Okuma Metni ->
--------

HANİ UÇAK SAYISI ARTMIŞ, BİLETLER UCUZLAYACAKTI?…

Nerdeeee?… Denir ya; "ağam bizimle eğleniii.."

Ne yazık ki, "Eğleni de eğleni.. Hem de burnu havalı, kibiriyle, dünyayı "yaratmış" karakteriyle eğleni…"

Ne yazık ki, her şeyi renk değiştirme becerisiyle, icraatına devam ediyor?.."

Ne yazık ki, olup-biteni sulandırıp, zamana bırakmak, unutturmak ve olanı alışık hale getirmekte de ustadır?..

***

Hasılı, Diyarbakır'a dair ne uçuş sayısı arttı, ne de uçak biletleri fiyatı ucuzladı?.. Ne de, isyan bayrağı çeken iş adamları, sokaktaki vatandaşın mağduriyeti sona erdi.. İl dışında eğitim öğretim gören öğrencilerin; "yollardaki perişanlıkları?".. Hele ki, turizm işletmelerinin "iflas ettik" beyanları.. Diyarbakır "uçuş" merkezinden çıkarıldı.. Kısacası, her yönüyle bir fırsatçılık; o biçimde "firmalar tarafından" işletilmeye devam edildi… Mağduriyetler alabildiğine arttı!?..

--------

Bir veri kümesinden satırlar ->
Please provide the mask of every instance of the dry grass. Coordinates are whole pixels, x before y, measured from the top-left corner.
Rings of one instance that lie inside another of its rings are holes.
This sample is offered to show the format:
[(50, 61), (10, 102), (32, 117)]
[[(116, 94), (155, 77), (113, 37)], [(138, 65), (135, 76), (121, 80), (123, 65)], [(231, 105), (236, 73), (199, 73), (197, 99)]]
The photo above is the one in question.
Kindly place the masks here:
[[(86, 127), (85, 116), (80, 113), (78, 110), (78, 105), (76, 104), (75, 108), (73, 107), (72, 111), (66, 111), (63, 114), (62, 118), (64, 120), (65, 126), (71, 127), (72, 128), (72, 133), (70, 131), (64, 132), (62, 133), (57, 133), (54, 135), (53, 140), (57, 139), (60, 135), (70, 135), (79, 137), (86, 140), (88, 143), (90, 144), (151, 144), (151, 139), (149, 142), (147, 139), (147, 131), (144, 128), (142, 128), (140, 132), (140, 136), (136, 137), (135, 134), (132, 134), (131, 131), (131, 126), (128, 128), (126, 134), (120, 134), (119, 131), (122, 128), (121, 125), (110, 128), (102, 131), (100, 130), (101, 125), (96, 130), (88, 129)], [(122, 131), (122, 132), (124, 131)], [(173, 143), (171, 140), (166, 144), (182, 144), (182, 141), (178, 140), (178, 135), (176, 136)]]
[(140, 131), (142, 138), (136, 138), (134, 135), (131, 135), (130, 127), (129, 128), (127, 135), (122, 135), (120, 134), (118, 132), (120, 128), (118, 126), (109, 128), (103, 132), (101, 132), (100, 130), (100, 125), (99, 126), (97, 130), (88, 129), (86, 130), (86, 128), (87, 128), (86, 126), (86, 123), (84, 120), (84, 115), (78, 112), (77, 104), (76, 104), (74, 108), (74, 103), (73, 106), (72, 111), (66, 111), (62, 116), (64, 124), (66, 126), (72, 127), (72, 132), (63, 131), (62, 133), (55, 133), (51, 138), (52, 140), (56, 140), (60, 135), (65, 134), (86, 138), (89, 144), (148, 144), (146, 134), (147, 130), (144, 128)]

--------

Yapılacaklar ->
1. Diyarbakır uçuşlarıyla ilgili yazıdan bir bölümü olduğu gibi kopyala: "Ne yazık ki, her" sözcüklerinin geçtiği yerden başla, "getirmekte de ustadır?.." sözcüklerinden sonra dur.
2. Diyarbakır uçuşlarıyla ilgili yazıyı kaldığı yerden ele al ve devam ettir.
Bu satırların Diyarbakır uçuşlarıyla ilgili yazıyla hiçbir bağlantısı yoktur.

Yanıtlar ->
1.
Ne yazık ki, her şeyi renk değiştirme becerisiyle, icraatına devam ediyor?.."

Ne yazık ki, olup-biteni sulandırıp, zamana bırakmak, unutturmak ve olanı alışık hale getirmekte de ustadır?..

2.
***

Öyle ya zaten bizim "siyasi abi de" mevzuyu fırsatçılığa, mağduriyet üzerinden belki "prim" elde edebilirim gayesiyle; iki yönlü hamle geliştirdi.. Çıktı "bir resim" paylaşımında bulundu…! Basına servis etti.. Beyanat verdi.. Hem de "nara atmaktan, racon kesmekten" öte akım diliyle fikriyat ve algı geliştirerek; "benden başka sorun çözücü yok" diyerek, dibe not düştü..

**

Ve çıktı dedi ki; THY Genel Müdürüyle görüştüm.. Aha da "görüşmeme" dair inanmıyorsanız, buyurun resimler.. Birde okkalı bir iddiayla, tarih verdi… Eylül ayı itibariyle; "sorunu çözdük… Artık, "uçak seferleri" artacak.. Ve böylece, "uçak biletlerindeki" fahiş fiyat uygulaması da son bulacak… Diyarbakır halkımız müsterih osun.."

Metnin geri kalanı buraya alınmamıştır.